Exercise task. Quote the rows below word for word, starting with the first and continuing up to and including the line with "x=348 y=397". Leave the pictures out of your answer.
========================
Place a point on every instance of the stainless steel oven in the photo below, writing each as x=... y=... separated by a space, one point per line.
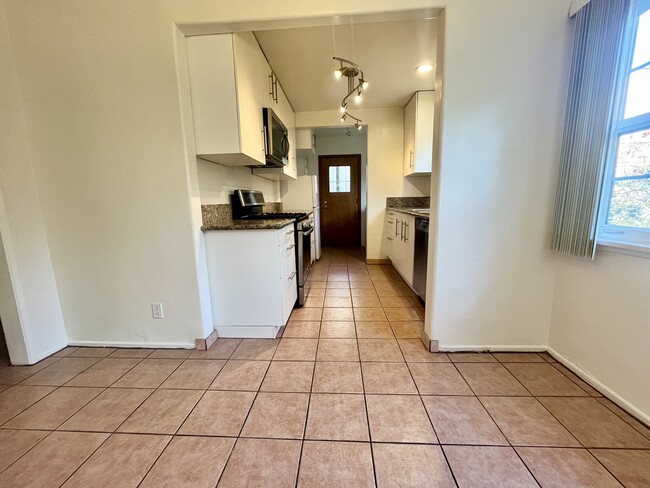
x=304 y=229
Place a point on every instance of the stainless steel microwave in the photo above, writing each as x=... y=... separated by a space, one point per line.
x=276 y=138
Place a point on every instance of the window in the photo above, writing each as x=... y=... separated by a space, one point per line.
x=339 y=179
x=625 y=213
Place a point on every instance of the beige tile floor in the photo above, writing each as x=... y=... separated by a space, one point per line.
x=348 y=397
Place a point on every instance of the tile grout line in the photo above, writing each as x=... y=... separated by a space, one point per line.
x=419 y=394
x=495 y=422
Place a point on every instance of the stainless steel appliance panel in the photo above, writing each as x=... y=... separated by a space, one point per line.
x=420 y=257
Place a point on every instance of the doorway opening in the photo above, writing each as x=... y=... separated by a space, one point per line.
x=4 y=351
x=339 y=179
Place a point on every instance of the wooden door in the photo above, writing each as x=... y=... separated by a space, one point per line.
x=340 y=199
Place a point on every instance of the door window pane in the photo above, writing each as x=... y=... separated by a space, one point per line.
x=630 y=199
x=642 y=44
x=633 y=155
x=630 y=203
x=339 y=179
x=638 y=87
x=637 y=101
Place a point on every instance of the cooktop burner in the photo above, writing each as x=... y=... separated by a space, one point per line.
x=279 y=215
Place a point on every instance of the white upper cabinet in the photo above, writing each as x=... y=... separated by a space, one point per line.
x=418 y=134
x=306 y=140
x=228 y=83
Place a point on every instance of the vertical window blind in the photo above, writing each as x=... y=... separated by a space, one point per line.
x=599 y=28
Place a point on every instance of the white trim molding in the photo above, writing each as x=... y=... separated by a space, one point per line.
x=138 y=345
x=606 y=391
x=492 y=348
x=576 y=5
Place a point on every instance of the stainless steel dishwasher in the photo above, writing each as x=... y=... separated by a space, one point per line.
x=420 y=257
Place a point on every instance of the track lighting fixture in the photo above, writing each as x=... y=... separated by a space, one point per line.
========================
Response to the exercise.
Place a point on every instance of the stainless steel oven in the photo below, writing each as x=... y=... separated by a space, one point per line.
x=304 y=229
Place a point on every instance of the stainless steel microwave in the photo above, writing each as x=... y=... separated by a space, one point per line.
x=276 y=138
Place a point on every instance of the window in the photo above, writing each as x=... y=... separated by a space, one point per line.
x=339 y=179
x=625 y=213
Place a point on every instance of the beige tile floor in the photo above, writing each as x=... y=... separated by a space, one point per line.
x=348 y=397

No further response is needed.